(Passage shown Opens)

How can that be? We humans pull apart and no amount of learning changes that; the savage – rips apart, the clever – a short dagger between the ribs, the elite – dig their own grave with spades of delusion and dissolution.
Michael, it looks like you’re trying to switch topic from morality and ethics (which is a collective human concern, regardless of culture) to a specific religion, which is purely a subcultural or individual concern.
Sorry, but while I’m happy to debate religions or a religion it’s not appropriate to do so under this article.
However as a short answer to your question: all religions have history and I think it’s both fascinating and worth comparative study, but religious doctrine isn’t necessarily it.
Michael, ethic of reciprocity and democracy predates the 2000 years that you seem to imagine was the beginning of morals. The doctrine you’re referring to is the least moral or democratic cult in existence. How can a book that demands human sacrifice be moral.
Tony, I did not talk of content or beginnings. I talked of presence, the long long now, worldwide; and active in the lives of people who make a choice. A presence that is emboldened in its proclaimation, well grounded in its worship and enlivened in its care and support for all peoples. Not without its failings, and shame. Yet it still stands in service, much to the chagrin of its many haters.

(Passage shown Closes)
(Given information Opens)

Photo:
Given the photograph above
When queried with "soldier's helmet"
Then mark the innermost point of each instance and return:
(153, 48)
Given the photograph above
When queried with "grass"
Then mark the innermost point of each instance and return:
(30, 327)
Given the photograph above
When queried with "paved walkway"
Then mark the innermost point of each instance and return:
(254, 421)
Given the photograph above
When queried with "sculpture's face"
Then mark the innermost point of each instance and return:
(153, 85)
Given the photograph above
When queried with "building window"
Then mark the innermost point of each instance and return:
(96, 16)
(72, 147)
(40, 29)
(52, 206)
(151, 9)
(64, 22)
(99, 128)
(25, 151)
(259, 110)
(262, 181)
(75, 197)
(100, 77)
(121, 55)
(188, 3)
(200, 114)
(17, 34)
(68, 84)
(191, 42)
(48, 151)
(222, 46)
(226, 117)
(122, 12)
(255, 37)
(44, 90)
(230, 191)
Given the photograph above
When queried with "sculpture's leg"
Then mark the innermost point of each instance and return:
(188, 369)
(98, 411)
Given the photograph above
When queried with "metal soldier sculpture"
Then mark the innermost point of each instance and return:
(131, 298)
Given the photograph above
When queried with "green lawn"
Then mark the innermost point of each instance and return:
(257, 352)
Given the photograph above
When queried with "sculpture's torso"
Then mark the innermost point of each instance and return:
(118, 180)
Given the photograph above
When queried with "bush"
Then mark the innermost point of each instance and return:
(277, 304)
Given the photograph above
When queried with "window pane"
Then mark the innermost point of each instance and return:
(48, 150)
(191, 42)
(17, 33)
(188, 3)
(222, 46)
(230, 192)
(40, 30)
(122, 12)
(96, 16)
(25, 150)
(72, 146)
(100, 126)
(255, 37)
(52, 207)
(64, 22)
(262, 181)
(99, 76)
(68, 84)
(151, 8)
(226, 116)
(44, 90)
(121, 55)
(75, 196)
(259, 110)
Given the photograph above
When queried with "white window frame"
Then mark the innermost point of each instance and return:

(Given information Closes)

- _Exercise_
Translate this sentence from the comment thread into Spanish: "Sorry, but while I'm happy to debate religions or a religion it's not appropriate to do so under this article."

- _Your solution_
Lo siento, pero aunque con gusto debato sobre las religiones o sobre una religión, no es apropiado hacerlo bajo este artículo.